◆ **A run of records**:
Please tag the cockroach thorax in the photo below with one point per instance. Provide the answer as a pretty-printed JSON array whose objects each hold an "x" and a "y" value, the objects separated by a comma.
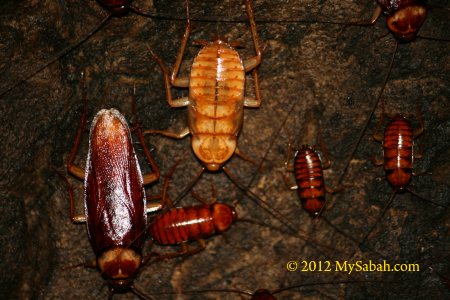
[
  {"x": 223, "y": 216},
  {"x": 213, "y": 150}
]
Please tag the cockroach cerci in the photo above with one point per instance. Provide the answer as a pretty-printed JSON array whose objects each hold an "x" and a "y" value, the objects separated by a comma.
[
  {"x": 216, "y": 98},
  {"x": 115, "y": 204}
]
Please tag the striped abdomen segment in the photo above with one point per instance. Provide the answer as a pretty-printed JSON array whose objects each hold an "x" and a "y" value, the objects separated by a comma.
[
  {"x": 398, "y": 152},
  {"x": 309, "y": 178},
  {"x": 216, "y": 90},
  {"x": 216, "y": 103},
  {"x": 185, "y": 224}
]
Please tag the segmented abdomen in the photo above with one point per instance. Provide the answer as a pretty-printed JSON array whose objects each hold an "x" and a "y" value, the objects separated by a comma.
[
  {"x": 309, "y": 178},
  {"x": 184, "y": 224},
  {"x": 398, "y": 152},
  {"x": 216, "y": 90}
]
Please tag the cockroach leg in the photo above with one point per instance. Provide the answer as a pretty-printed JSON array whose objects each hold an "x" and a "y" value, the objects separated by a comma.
[
  {"x": 253, "y": 62},
  {"x": 254, "y": 102},
  {"x": 180, "y": 102},
  {"x": 419, "y": 130},
  {"x": 154, "y": 176},
  {"x": 182, "y": 82},
  {"x": 170, "y": 134},
  {"x": 73, "y": 217}
]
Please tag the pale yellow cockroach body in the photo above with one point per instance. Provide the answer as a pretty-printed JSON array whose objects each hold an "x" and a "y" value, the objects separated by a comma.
[
  {"x": 216, "y": 98},
  {"x": 216, "y": 103}
]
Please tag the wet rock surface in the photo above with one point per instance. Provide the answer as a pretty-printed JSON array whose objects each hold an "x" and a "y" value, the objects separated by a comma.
[{"x": 316, "y": 80}]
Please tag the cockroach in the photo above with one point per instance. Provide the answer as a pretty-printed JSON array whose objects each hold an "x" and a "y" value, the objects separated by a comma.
[
  {"x": 114, "y": 196},
  {"x": 216, "y": 98},
  {"x": 404, "y": 18},
  {"x": 398, "y": 156},
  {"x": 194, "y": 223},
  {"x": 308, "y": 171}
]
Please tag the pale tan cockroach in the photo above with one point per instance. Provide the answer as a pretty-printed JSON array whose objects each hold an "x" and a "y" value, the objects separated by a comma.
[{"x": 216, "y": 98}]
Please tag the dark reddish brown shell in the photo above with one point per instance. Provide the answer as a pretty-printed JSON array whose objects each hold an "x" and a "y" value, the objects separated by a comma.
[
  {"x": 398, "y": 152},
  {"x": 114, "y": 193},
  {"x": 309, "y": 178},
  {"x": 184, "y": 224},
  {"x": 116, "y": 7}
]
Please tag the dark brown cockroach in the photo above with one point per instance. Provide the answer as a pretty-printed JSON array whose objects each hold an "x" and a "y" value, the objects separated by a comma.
[
  {"x": 404, "y": 19},
  {"x": 115, "y": 204},
  {"x": 398, "y": 157},
  {"x": 194, "y": 223},
  {"x": 216, "y": 98}
]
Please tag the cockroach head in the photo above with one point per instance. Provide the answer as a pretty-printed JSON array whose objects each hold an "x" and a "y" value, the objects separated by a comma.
[
  {"x": 119, "y": 267},
  {"x": 406, "y": 22}
]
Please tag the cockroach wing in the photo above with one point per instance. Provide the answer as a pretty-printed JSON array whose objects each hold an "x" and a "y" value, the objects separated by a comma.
[{"x": 114, "y": 194}]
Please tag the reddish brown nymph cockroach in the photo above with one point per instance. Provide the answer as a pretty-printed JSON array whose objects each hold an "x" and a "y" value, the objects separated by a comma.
[
  {"x": 397, "y": 143},
  {"x": 310, "y": 184},
  {"x": 115, "y": 204},
  {"x": 216, "y": 98},
  {"x": 398, "y": 157}
]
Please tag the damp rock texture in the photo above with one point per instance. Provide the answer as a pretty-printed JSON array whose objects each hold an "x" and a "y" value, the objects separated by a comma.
[{"x": 318, "y": 82}]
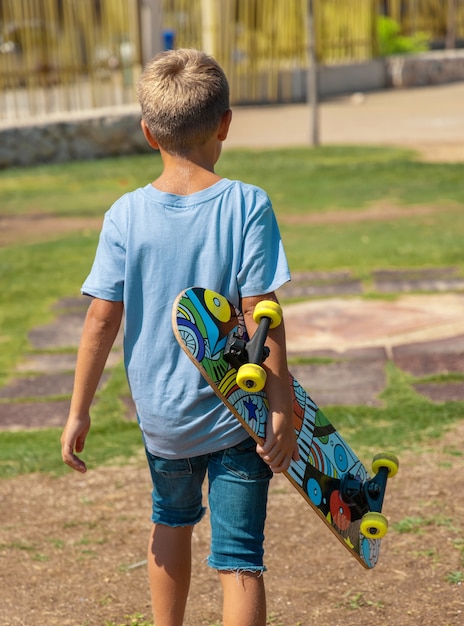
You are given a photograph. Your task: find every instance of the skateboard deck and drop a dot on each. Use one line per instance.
(202, 321)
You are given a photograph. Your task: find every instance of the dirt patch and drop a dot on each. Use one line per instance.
(73, 550)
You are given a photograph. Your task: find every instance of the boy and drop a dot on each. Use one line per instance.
(189, 227)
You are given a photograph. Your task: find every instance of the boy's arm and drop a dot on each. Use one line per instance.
(100, 329)
(280, 445)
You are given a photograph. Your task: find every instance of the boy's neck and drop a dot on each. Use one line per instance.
(186, 175)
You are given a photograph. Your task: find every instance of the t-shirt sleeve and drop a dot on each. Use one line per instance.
(106, 278)
(264, 265)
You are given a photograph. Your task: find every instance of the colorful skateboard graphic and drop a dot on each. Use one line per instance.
(329, 475)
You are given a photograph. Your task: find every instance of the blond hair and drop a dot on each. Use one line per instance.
(183, 94)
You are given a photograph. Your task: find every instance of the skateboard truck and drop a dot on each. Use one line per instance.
(247, 356)
(369, 495)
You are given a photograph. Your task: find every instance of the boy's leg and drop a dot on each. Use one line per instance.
(244, 599)
(169, 566)
(238, 488)
(177, 507)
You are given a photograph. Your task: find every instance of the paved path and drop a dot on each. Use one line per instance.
(422, 334)
(427, 117)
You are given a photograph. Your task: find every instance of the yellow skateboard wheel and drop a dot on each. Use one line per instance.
(384, 459)
(374, 525)
(270, 309)
(251, 377)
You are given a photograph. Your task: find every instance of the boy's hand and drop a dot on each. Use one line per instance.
(281, 445)
(73, 440)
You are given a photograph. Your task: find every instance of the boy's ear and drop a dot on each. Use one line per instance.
(148, 136)
(224, 125)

◆ **Task instructions**: Write out the whole listing exactly, and drop the pictures.

◆ **Written solution**:
Please tag the cockroach thorax in the photo below with one point per instance. Provide the answer as a pretty-printed JSON array whose objects each hold an "x" and a "y" value, the objects separated by a comma.
[
  {"x": 223, "y": 216},
  {"x": 213, "y": 150}
]
Please tag the cockroach cerci in the photo above with one point per instance. Provide the answer as a pretty-printed JSON array whose objects each hold an "x" and a "y" value, the objects separated by a comma.
[
  {"x": 216, "y": 98},
  {"x": 115, "y": 204}
]
Please tag the striped abdomen segment in the photo above with one point per instance. Provide the answer as a pretty-printed JSON array whose objects each hold an "x" and a "y" value, the objects separated by a comma.
[
  {"x": 398, "y": 152},
  {"x": 309, "y": 178},
  {"x": 216, "y": 90},
  {"x": 216, "y": 103},
  {"x": 185, "y": 224}
]
Please tag the segmented abdomen in the photo above with one point per instance. Provide the answer as a pretty-printed JSON array whose objects each hold an "x" and a "y" value, the objects separated by a comma.
[
  {"x": 309, "y": 178},
  {"x": 184, "y": 224},
  {"x": 398, "y": 152},
  {"x": 216, "y": 90}
]
Please tag the cockroach leg in the photo above with one point per instance. Provide the answer as a pretty-printed JSON array whose objects each hold an "x" and a "y" value, the objects separated by a comma.
[
  {"x": 253, "y": 62},
  {"x": 254, "y": 102},
  {"x": 180, "y": 102},
  {"x": 419, "y": 130},
  {"x": 154, "y": 176},
  {"x": 182, "y": 82},
  {"x": 170, "y": 134},
  {"x": 73, "y": 217}
]
Please tag the pale yellow cockroach body in the photo above with one point per instance. Provide the answer as a pretty-printed JSON array whose objects each hold an "x" and a "y" value, the objects separated by a comma.
[
  {"x": 216, "y": 98},
  {"x": 216, "y": 103}
]
Please tag the wet rock surface in the photo above with one point per instance. Provide the answer as a pretty-printed JSON array whose objects each hold an "x" and a "y" value, the objects separated by a comma.
[{"x": 316, "y": 80}]
Please tag the cockroach in the photo above with one point per instance. Provide the answer as a pretty-printed JSON array whose objects each hold an "x" and a "y" value, the objects separated by a comma.
[
  {"x": 114, "y": 196},
  {"x": 216, "y": 98},
  {"x": 404, "y": 18},
  {"x": 398, "y": 156},
  {"x": 194, "y": 223},
  {"x": 308, "y": 171}
]
Please tag the pale tan cockroach in the photo above with one point per instance. Provide the answer as a pretty-printed JSON array whose objects each hold an "x" and a "y" value, the objects separated by a comma.
[{"x": 216, "y": 98}]
Please tag the dark reddish brown shell in the photo above with one point per instance. Provide the answer as a pretty-printed JSON array whose objects each hold an "x" and a "y" value, the objects separated by a comma.
[
  {"x": 398, "y": 152},
  {"x": 114, "y": 193},
  {"x": 309, "y": 178},
  {"x": 184, "y": 224},
  {"x": 116, "y": 7}
]
Please tag the dark brown cockroach in the photo above with one point per instance. Provide the answer as a pretty-printed JSON array whose objects each hold an "x" and a "y" value, the objects separated by a comma.
[
  {"x": 404, "y": 19},
  {"x": 115, "y": 204},
  {"x": 398, "y": 157},
  {"x": 194, "y": 223},
  {"x": 216, "y": 98}
]
Please tag the cockroach head in the photo above with one point per instance. Provide the answer as a pretty-printed JSON array whose objects each hold an "x" and a "y" value, the objects separated by a comma.
[
  {"x": 119, "y": 267},
  {"x": 406, "y": 22}
]
Please tag the cockroach wing in the photo above with one point per instance. Provide the answer as a pretty-printed JSON array whose objects each hold an "x" and a "y" value, the objects separated by a comma.
[{"x": 114, "y": 194}]
Please tag the reddish brown nymph cockroach in the photo above with one point per instance. Provide the answer as a pretty-printed JSON array whose objects each hold an "x" and a "y" value, the objects separated by a comma.
[
  {"x": 397, "y": 143},
  {"x": 310, "y": 184},
  {"x": 115, "y": 204},
  {"x": 216, "y": 98},
  {"x": 398, "y": 157}
]
Please tag the damp rock texture in the photo above with one point per instance. Provide the answer as a pretty-printed JSON array whose objects each hold an "x" and a "y" value, the objects separated by a comma.
[{"x": 318, "y": 82}]
You are given a photograph. Your task: find every instance of the skateboard deck and drop a dot on each. Use one line per instance.
(202, 321)
You are given a photograph. Your task: find every instance of the dirt patch and drop a dot on each. Use one line per instance.
(73, 550)
You are given a photograph. Your task: find every instance of the boy and drop a dot on each. Use one line per instance.
(189, 227)
You are given a photograph. Your task: find every instance of the boy's arm and drop a dot on each. Use one line per instance.
(100, 329)
(280, 445)
You are given a photograph. Your task: find every instance of the boy's neck and drop a dot on each. Use one line per instance.
(186, 175)
You are given a photograph. Your task: find every instance of the t-shirt sleeve and drop a dot on each. Use one line per instance.
(106, 278)
(264, 265)
You are given a photograph. Your task: find every instance of the colorful skateboard graphic and drop a dot on each. Use one line per instance.
(329, 475)
You are given a photograph. Your task: find every instance of the blond hair and drop a dot on each. Use one line per instance.
(183, 94)
You are given a photograph. Your task: find every instance of the skateboard truck and drop a dot on each. Use one line per instance.
(247, 356)
(369, 495)
You are given a photograph. Your task: find every instance of the boy's leg and drop a dot on each. Use one line per instance.
(244, 599)
(169, 566)
(238, 488)
(177, 507)
You are given a photograph. Your task: find every instance of the paved path and drop a dot on each. Use one line per instance.
(422, 334)
(427, 117)
You are given a photograph. Your task: find every instance of the yellow skateboard wheel and drop a dot on each. Use one line per instance.
(384, 459)
(374, 525)
(270, 309)
(251, 377)
You are given a photograph. Your task: find every instance of the boy's hand and drop a dot on each. Use one line per instance.
(281, 445)
(73, 440)
You are given a photograph. Your task: find every instance of the boy's ear and drop a dot on each. Use one line per instance.
(148, 136)
(224, 125)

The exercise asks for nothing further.